-- MATERIAL SUPPLIED start --

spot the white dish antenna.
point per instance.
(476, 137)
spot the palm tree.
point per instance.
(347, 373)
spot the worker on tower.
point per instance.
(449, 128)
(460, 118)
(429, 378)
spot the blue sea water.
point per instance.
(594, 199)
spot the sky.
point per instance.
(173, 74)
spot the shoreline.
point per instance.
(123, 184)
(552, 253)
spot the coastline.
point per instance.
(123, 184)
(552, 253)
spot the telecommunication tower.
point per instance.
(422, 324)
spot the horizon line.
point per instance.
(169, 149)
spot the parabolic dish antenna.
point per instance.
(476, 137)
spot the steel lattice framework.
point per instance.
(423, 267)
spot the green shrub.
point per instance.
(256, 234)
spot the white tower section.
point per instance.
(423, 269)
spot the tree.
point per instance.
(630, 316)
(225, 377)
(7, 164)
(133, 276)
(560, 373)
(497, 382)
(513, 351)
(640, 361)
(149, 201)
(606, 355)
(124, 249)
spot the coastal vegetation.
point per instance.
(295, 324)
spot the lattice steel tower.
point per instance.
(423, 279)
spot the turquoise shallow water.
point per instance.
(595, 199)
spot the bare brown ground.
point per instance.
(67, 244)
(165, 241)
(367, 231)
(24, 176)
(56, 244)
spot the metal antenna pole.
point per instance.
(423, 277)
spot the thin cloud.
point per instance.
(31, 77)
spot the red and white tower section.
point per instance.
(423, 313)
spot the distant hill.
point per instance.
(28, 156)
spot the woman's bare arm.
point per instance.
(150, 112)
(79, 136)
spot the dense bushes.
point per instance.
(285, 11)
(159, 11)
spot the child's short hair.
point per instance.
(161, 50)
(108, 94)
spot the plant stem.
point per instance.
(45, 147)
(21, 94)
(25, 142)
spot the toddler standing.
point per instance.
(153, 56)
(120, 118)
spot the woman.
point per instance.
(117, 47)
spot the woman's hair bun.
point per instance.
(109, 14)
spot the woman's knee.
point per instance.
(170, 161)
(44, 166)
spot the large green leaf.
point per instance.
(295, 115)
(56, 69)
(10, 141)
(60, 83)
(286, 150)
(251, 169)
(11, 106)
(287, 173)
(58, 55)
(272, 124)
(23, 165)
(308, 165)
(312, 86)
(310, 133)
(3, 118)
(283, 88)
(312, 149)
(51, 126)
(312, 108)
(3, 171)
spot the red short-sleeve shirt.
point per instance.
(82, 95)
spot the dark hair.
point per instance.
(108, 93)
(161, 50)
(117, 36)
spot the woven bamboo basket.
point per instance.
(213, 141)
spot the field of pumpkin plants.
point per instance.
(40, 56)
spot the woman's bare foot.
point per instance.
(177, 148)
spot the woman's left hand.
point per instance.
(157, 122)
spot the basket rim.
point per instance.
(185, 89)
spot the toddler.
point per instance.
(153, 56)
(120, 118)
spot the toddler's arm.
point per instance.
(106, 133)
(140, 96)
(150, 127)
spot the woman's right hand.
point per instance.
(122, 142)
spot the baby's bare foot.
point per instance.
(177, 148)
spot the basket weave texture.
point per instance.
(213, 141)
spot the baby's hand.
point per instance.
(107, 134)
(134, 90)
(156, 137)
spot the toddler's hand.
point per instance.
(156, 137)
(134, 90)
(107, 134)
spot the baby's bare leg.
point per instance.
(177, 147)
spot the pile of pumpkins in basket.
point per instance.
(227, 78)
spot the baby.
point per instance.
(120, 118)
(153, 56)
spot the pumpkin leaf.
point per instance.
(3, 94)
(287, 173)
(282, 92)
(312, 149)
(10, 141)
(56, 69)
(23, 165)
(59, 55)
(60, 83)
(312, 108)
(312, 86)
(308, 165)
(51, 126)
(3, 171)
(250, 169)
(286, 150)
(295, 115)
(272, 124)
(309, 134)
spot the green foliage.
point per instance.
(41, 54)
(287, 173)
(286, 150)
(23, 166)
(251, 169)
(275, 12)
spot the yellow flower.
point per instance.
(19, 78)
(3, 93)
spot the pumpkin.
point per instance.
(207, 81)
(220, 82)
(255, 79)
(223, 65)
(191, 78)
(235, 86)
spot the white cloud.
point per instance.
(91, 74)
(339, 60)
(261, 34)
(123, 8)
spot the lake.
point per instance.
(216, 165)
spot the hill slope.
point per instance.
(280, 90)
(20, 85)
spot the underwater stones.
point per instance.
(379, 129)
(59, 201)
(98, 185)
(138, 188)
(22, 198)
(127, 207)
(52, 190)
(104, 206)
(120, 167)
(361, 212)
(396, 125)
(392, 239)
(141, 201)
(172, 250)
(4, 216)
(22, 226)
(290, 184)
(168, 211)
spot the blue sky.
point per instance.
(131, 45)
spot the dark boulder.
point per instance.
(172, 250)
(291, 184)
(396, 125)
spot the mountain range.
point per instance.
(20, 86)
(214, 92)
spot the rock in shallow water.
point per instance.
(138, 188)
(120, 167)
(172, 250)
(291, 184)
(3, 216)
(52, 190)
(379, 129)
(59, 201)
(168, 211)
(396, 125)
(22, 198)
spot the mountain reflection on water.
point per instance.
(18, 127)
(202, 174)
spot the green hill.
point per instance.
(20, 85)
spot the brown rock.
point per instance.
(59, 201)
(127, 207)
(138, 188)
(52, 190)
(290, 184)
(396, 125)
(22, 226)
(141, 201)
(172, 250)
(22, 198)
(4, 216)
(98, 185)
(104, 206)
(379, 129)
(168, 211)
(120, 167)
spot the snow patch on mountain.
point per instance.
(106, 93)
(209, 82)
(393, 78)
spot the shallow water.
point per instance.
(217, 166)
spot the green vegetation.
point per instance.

-- MATERIAL SUPPLIED end --

## GIVEN TASK
Reproduce all of the data above, replacing every occurrence of "point per instance" with "mark each instance" and leaving everything else unchanged.

## EXERCISE OUTPUT
spot the white dish antenna.
mark each instance.
(476, 137)
spot the palm tree.
mark each instance.
(347, 373)
spot the worker on tower.
mark each instance.
(449, 128)
(460, 118)
(429, 378)
spot the blue sea water.
mark each instance.
(594, 199)
spot the sky.
mark each instance.
(173, 74)
spot the shoreline.
mark each instance.
(123, 184)
(552, 253)
spot the coastline.
mark each instance.
(123, 184)
(552, 253)
spot the telecommunication tower.
mark each instance.
(422, 324)
spot the horizon line.
mark each instance.
(169, 149)
spot the parabolic dish antenna.
mark each instance.
(476, 137)
spot the steel lattice framework.
mark each instance.
(423, 267)
spot the green shrub.
mark each instance.
(256, 234)
spot the white tower section.
mark each instance.
(423, 269)
spot the tree.
mark each instance.
(630, 316)
(225, 377)
(7, 164)
(133, 276)
(560, 373)
(497, 382)
(513, 351)
(640, 361)
(149, 201)
(606, 355)
(124, 249)
spot the coastal vegetation.
mark each instance.
(295, 324)
spot the lattice steel tower.
mark each instance.
(423, 279)
spot the turquoise shallow water.
mark each instance.
(595, 199)
spot the bare brown ground.
mark each instance.
(67, 244)
(165, 241)
(367, 231)
(24, 176)
(56, 244)
spot the metal antenna pole.
mark each instance.
(423, 277)
spot the thin cloud.
mark each instance.
(31, 77)
spot the red and white tower section.
mark each instance.
(423, 313)
spot the distant hill.
mark each instance.
(28, 156)
spot the woman's bare arm.
mark each instance.
(150, 112)
(79, 136)
spot the dense bushes.
mark each instance.
(285, 11)
(159, 11)
spot the child's short hair.
mark each instance.
(161, 50)
(108, 94)
spot the plant stem.
mark each instance.
(45, 147)
(21, 94)
(25, 142)
spot the toddler standing.
mark each instance.
(153, 56)
(120, 118)
spot the woman.
mark each instance.
(117, 47)
spot the woman's hair bun.
mark each instance.
(109, 14)
spot the woman's knee.
mark each instance.
(170, 161)
(44, 166)
spot the large green leaf.
mark each instance.
(295, 115)
(56, 69)
(10, 141)
(60, 83)
(286, 150)
(251, 169)
(11, 106)
(287, 173)
(58, 55)
(272, 124)
(23, 165)
(308, 165)
(312, 86)
(310, 133)
(3, 118)
(283, 88)
(312, 149)
(51, 126)
(312, 108)
(3, 171)
spot the red short-sleeve shirt.
mark each instance.
(82, 95)
spot the dark hair.
mark each instance.
(108, 93)
(161, 50)
(117, 36)
spot the woven bamboo basket.
mark each instance.
(213, 141)
spot the field of pumpkin plants.
mark each instance.
(40, 56)
spot the woman's bare foot.
mark each instance.
(177, 148)
spot the woman's left hand.
mark each instance.
(157, 122)
spot the basket rim.
mark each instance.
(185, 89)
spot the toddler.
mark each instance.
(153, 56)
(120, 118)
spot the toddler's arm.
mark each instance.
(106, 133)
(140, 96)
(150, 127)
spot the woman's right hand.
mark each instance.
(122, 142)
spot the baby's bare foot.
mark each instance.
(177, 148)
spot the basket weave texture.
mark each instance.
(213, 141)
spot the baby's hand.
mark each instance.
(107, 134)
(134, 90)
(156, 137)
spot the toddler's hand.
mark each instance.
(156, 137)
(134, 90)
(107, 134)
spot the baby's bare leg.
mark each instance.
(177, 147)
spot the pile of pumpkins in basket.
mark each instance.
(227, 78)
spot the baby.
mark each instance.
(120, 118)
(153, 56)
spot the pumpkin leaf.
mark each instance.
(3, 94)
(287, 173)
(282, 92)
(312, 149)
(10, 141)
(56, 69)
(23, 165)
(59, 55)
(60, 83)
(312, 108)
(312, 86)
(308, 165)
(51, 126)
(3, 171)
(250, 169)
(286, 150)
(295, 115)
(272, 124)
(309, 134)
spot the green foliage.
mark each instance.
(41, 54)
(287, 173)
(286, 150)
(23, 166)
(251, 169)
(275, 12)
spot the yellow flower.
mark each instance.
(19, 78)
(3, 93)
spot the pumpkin.
mark each instance.
(207, 81)
(220, 82)
(255, 79)
(223, 65)
(191, 78)
(235, 86)
spot the white cloud.
mark each instance.
(91, 74)
(339, 60)
(261, 34)
(123, 8)
spot the lake.
mark each instance.
(216, 165)
spot the hill slope.
mark each instance.
(280, 90)
(20, 85)
spot the underwater stones.
mark each instance.
(379, 129)
(59, 201)
(98, 185)
(138, 188)
(22, 198)
(127, 207)
(52, 190)
(104, 206)
(120, 167)
(361, 212)
(396, 125)
(392, 239)
(141, 201)
(172, 250)
(4, 216)
(22, 226)
(290, 184)
(168, 211)
spot the blue sky.
mark each instance.
(131, 45)
spot the dark boulder.
mark each instance.
(172, 250)
(291, 184)
(396, 125)
spot the mountain range.
mark each instance.
(20, 86)
(214, 92)
spot the rock in shallow water.
mark each instance.
(138, 188)
(120, 167)
(172, 250)
(291, 184)
(3, 216)
(52, 190)
(379, 129)
(59, 201)
(168, 211)
(396, 125)
(22, 198)
spot the mountain reflection on water.
mark each instance.
(18, 127)
(202, 174)
spot the green hill.
mark each instance.
(20, 85)
spot the brown rock.
mark each instance.
(59, 201)
(127, 207)
(138, 188)
(52, 190)
(290, 184)
(396, 125)
(22, 226)
(141, 201)
(172, 250)
(22, 198)
(4, 216)
(98, 185)
(104, 206)
(379, 129)
(168, 211)
(120, 167)
spot the snow patch on mountain.
mark each instance.
(106, 93)
(209, 82)
(393, 78)
spot the shallow water.
mark each instance.
(217, 166)
spot the green vegetation.
mark each instance.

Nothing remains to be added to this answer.